**PROBLEM STATEMENT**
Rewrite the listing below with every "rough mask" changed to "coarse mask" and nothing else altered. Leave out the pictures.

[SUPPLIED MATERIAL — start]

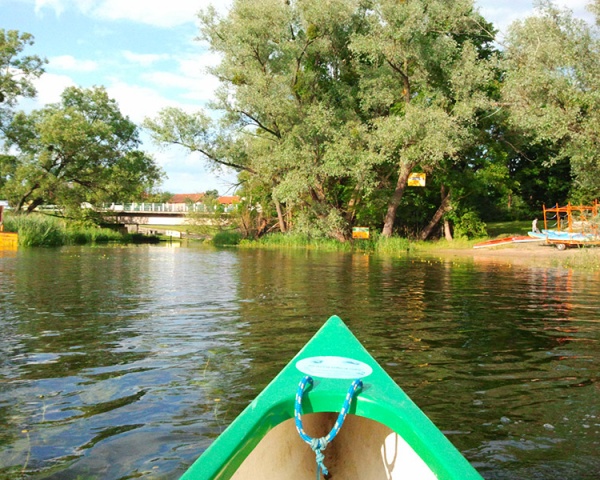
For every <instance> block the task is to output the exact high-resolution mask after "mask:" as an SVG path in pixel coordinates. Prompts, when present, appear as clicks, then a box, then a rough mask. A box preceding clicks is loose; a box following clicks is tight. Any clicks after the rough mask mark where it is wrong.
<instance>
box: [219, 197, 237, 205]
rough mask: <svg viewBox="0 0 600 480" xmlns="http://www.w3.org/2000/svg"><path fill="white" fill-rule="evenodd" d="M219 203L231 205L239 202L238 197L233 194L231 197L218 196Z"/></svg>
mask: <svg viewBox="0 0 600 480" xmlns="http://www.w3.org/2000/svg"><path fill="white" fill-rule="evenodd" d="M218 200H219V203H220V204H221V205H233V204H234V203H240V197H238V196H237V195H233V196H231V197H219V199H218Z"/></svg>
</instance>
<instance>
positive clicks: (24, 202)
mask: <svg viewBox="0 0 600 480" xmlns="http://www.w3.org/2000/svg"><path fill="white" fill-rule="evenodd" d="M4 133H5V147H6V148H7V149H10V150H9V152H10V153H9V154H8V155H5V156H4V157H3V158H2V159H1V160H0V161H1V162H2V167H3V168H2V171H1V172H0V177H1V179H0V186H1V187H2V193H3V194H4V195H5V197H6V198H8V199H9V201H10V202H11V204H12V205H13V206H14V208H15V209H16V210H17V211H21V210H26V211H28V212H31V211H32V210H33V209H35V208H36V207H37V206H38V205H41V204H54V205H58V206H60V207H61V208H62V209H63V210H65V211H66V212H67V213H68V214H70V215H72V216H77V215H79V214H80V211H81V207H80V206H81V204H82V203H84V202H88V203H91V204H94V203H98V202H103V201H104V202H110V201H116V200H119V201H124V200H125V201H126V200H130V199H131V200H133V199H137V198H140V197H141V196H142V194H143V193H144V192H145V191H147V190H150V189H151V188H152V187H153V186H154V184H155V183H156V182H158V181H159V180H160V179H161V178H162V173H161V170H160V168H159V167H158V166H157V165H156V164H155V162H154V160H153V159H152V158H151V157H149V156H148V155H146V154H145V153H143V152H141V151H140V150H137V147H138V146H139V144H140V140H139V135H138V130H137V127H136V125H135V124H134V123H133V122H131V121H130V120H129V119H128V118H126V117H124V116H123V115H122V113H121V112H120V111H119V109H118V106H117V104H116V102H115V101H114V100H113V99H111V98H109V97H108V95H107V93H106V91H105V90H104V89H103V88H93V89H79V88H75V87H70V88H67V89H66V90H65V91H64V92H63V94H62V96H61V101H60V103H57V104H53V105H47V106H46V107H44V108H43V109H41V110H36V111H33V112H31V113H30V114H26V113H24V112H20V113H18V114H16V115H15V116H14V118H13V119H12V121H11V122H10V124H9V125H8V126H7V127H6V129H5V132H4Z"/></svg>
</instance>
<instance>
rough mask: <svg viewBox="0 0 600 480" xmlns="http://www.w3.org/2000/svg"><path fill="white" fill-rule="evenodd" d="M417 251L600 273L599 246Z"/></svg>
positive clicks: (525, 264)
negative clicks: (584, 246) (590, 269)
mask: <svg viewBox="0 0 600 480" xmlns="http://www.w3.org/2000/svg"><path fill="white" fill-rule="evenodd" d="M417 252H418V253H420V254H423V255H435V256H444V257H446V256H447V257H460V258H469V257H471V258H473V260H474V261H477V262H486V261H487V262H495V263H505V264H506V263H510V264H518V265H528V266H534V265H537V266H545V267H562V268H586V269H587V268H589V269H592V270H600V248H598V247H585V248H576V247H572V248H567V249H566V250H563V251H560V250H558V249H557V248H556V247H555V246H553V245H546V244H531V243H530V244H524V243H521V244H519V243H512V244H507V245H499V246H495V247H489V248H477V249H476V248H452V246H448V248H439V249H436V250H435V251H433V250H432V251H426V250H420V251H419V250H417Z"/></svg>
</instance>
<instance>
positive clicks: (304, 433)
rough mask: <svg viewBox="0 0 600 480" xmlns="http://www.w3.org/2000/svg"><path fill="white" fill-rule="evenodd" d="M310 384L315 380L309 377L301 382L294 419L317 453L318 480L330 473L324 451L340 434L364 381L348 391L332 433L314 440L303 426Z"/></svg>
mask: <svg viewBox="0 0 600 480" xmlns="http://www.w3.org/2000/svg"><path fill="white" fill-rule="evenodd" d="M307 384H310V385H311V386H312V384H313V379H312V378H311V377H309V376H308V375H307V376H306V377H304V378H303V379H302V380H300V383H299V384H298V390H297V392H296V403H295V409H294V418H295V420H296V430H298V433H299V434H300V438H301V439H302V440H304V442H306V443H308V445H310V448H311V449H312V450H313V452H315V459H316V461H317V480H320V478H321V472H322V473H323V475H328V474H329V471H328V470H327V467H325V464H324V463H323V460H324V459H325V455H324V454H323V450H325V448H327V445H329V443H330V442H331V441H332V440H333V439H334V438H335V436H336V435H337V434H338V433H339V431H340V429H341V428H342V425H343V423H344V420H345V419H346V415H348V411H349V410H350V405H351V404H352V399H353V398H354V395H355V394H356V391H357V390H358V389H359V388H361V387H362V381H361V380H360V379H357V380H354V381H353V382H352V384H351V385H350V388H349V389H348V393H346V398H345V399H344V404H343V405H342V409H341V410H340V414H339V415H338V418H337V420H336V421H335V424H334V425H333V428H332V429H331V431H330V432H329V433H328V434H327V435H325V436H324V437H321V438H312V437H310V436H309V435H307V434H306V432H305V431H304V427H303V425H302V397H303V396H304V390H305V389H306V385H307Z"/></svg>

[SUPPLIED MATERIAL — finish]

**RESPONSE**
For every <instance> block the task is to output the exact high-resolution mask after "mask:" as an SVG path in pixel coordinates. Prompts, when present, appear as clicks, then a box, then a coarse mask. A box preceding clicks is loose; a box following clicks is tight. Any clicks after the coarse mask mark where it is wrong.
<instance>
box: [219, 197, 237, 205]
coarse mask: <svg viewBox="0 0 600 480" xmlns="http://www.w3.org/2000/svg"><path fill="white" fill-rule="evenodd" d="M219 203L231 205L239 202L238 197L233 194L231 197L218 196Z"/></svg>
mask: <svg viewBox="0 0 600 480" xmlns="http://www.w3.org/2000/svg"><path fill="white" fill-rule="evenodd" d="M218 200H219V203H220V204H221V205H233V204H234V203H240V197H238V196H237V195H233V196H231V197H219V199H218Z"/></svg>
</instance>
<instance>
positive clicks: (24, 202)
mask: <svg viewBox="0 0 600 480" xmlns="http://www.w3.org/2000/svg"><path fill="white" fill-rule="evenodd" d="M4 133H5V147H6V148H7V149H10V150H9V152H10V153H9V154H8V155H5V156H4V157H3V158H2V159H1V160H0V161H1V162H2V167H3V168H2V171H1V172H0V177H1V179H0V186H1V187H2V193H3V194H4V195H5V197H6V198H8V199H9V201H10V202H11V204H12V205H13V206H14V208H15V209H16V210H17V211H21V210H26V211H28V212H31V211H32V210H33V209H35V208H36V207H37V206H38V205H41V204H54V205H58V206H60V207H61V208H62V209H63V210H65V211H66V212H67V213H68V214H70V215H72V216H77V215H79V214H80V211H81V207H80V206H81V204H82V203H84V202H88V203H91V204H94V203H98V202H103V201H104V202H110V201H116V200H119V201H124V200H125V201H126V200H130V199H131V200H133V199H137V198H140V197H141V196H142V194H143V193H144V192H145V191H147V190H150V189H151V188H152V187H153V186H154V184H155V183H156V182H158V181H159V180H160V179H161V178H162V173H161V170H160V168H159V167H158V166H157V165H156V164H155V162H154V160H153V159H152V158H151V157H149V156H148V155H146V154H145V153H143V152H141V151H140V150H137V147H138V146H139V144H140V140H139V135H138V130H137V127H136V125H135V124H134V123H133V122H131V121H130V120H129V119H128V118H126V117H124V116H123V115H122V113H121V112H120V111H119V109H118V106H117V104H116V102H115V101H114V100H113V99H111V98H109V97H108V95H107V93H106V91H105V90H104V89H103V88H93V89H79V88H75V87H70V88H67V89H66V90H65V91H64V92H63V94H62V96H61V101H60V103H57V104H53V105H47V106H46V107H44V108H43V109H41V110H36V111H33V112H31V113H30V114H26V113H24V112H20V113H18V114H16V115H15V116H14V118H13V119H12V121H11V122H10V124H9V125H8V126H7V127H6V129H5V132H4Z"/></svg>
</instance>
<instance>
coarse mask: <svg viewBox="0 0 600 480" xmlns="http://www.w3.org/2000/svg"><path fill="white" fill-rule="evenodd" d="M417 251L600 273L599 246Z"/></svg>
positive clicks: (525, 264)
negative clicks: (584, 246) (590, 269)
mask: <svg viewBox="0 0 600 480" xmlns="http://www.w3.org/2000/svg"><path fill="white" fill-rule="evenodd" d="M417 252H418V253H420V254H423V255H435V256H444V257H446V256H447V257H460V258H469V257H471V258H473V260H474V261H477V262H486V261H487V262H495V263H505V264H506V263H510V264H518V265H528V266H534V265H537V266H545V267H562V268H586V269H587V268H589V269H592V270H600V248H598V247H585V248H576V247H572V248H567V249H566V250H563V251H560V250H558V249H557V248H556V247H555V246H553V245H546V244H531V243H530V244H524V243H521V244H519V243H512V244H507V245H499V246H495V247H489V248H477V249H476V248H452V246H448V248H439V249H436V250H435V251H433V250H432V251H426V250H420V251H419V250H417Z"/></svg>
</instance>
<instance>
positive clicks: (304, 433)
coarse mask: <svg viewBox="0 0 600 480" xmlns="http://www.w3.org/2000/svg"><path fill="white" fill-rule="evenodd" d="M310 384L315 380L309 377L301 382L294 419L317 453L318 480L330 473L324 451L340 434L364 381L348 391L332 433L314 440L303 426Z"/></svg>
mask: <svg viewBox="0 0 600 480" xmlns="http://www.w3.org/2000/svg"><path fill="white" fill-rule="evenodd" d="M307 384H310V385H311V386H312V384H313V379H312V378H311V377H309V376H308V375H307V376H306V377H304V378H303V379H302V380H300V383H299V384H298V390H297V392H296V403H295V409H294V418H295V420H296V430H298V433H299V434H300V438H301V439H302V440H304V442H306V443H308V445H310V448H311V449H312V450H313V452H315V459H316V461H317V480H320V478H321V472H322V473H323V475H328V474H329V471H328V470H327V467H325V464H324V463H323V460H324V459H325V455H324V454H323V450H325V448H327V445H329V443H330V442H331V441H332V440H333V439H334V438H335V436H336V435H337V434H338V433H339V431H340V429H341V428H342V425H343V423H344V420H345V419H346V415H348V411H349V410H350V405H351V404H352V399H353V398H354V395H355V394H356V391H357V390H358V389H359V388H361V387H362V381H361V380H360V379H357V380H354V381H353V382H352V384H351V385H350V388H349V389H348V393H346V398H345V399H344V404H343V405H342V409H341V410H340V414H339V415H338V418H337V420H336V421H335V424H334V425H333V428H332V429H331V431H330V432H329V433H328V434H327V435H325V436H324V437H321V438H312V437H310V436H309V435H307V434H306V432H305V431H304V427H303V425H302V397H303V396H304V390H305V389H306V385H307Z"/></svg>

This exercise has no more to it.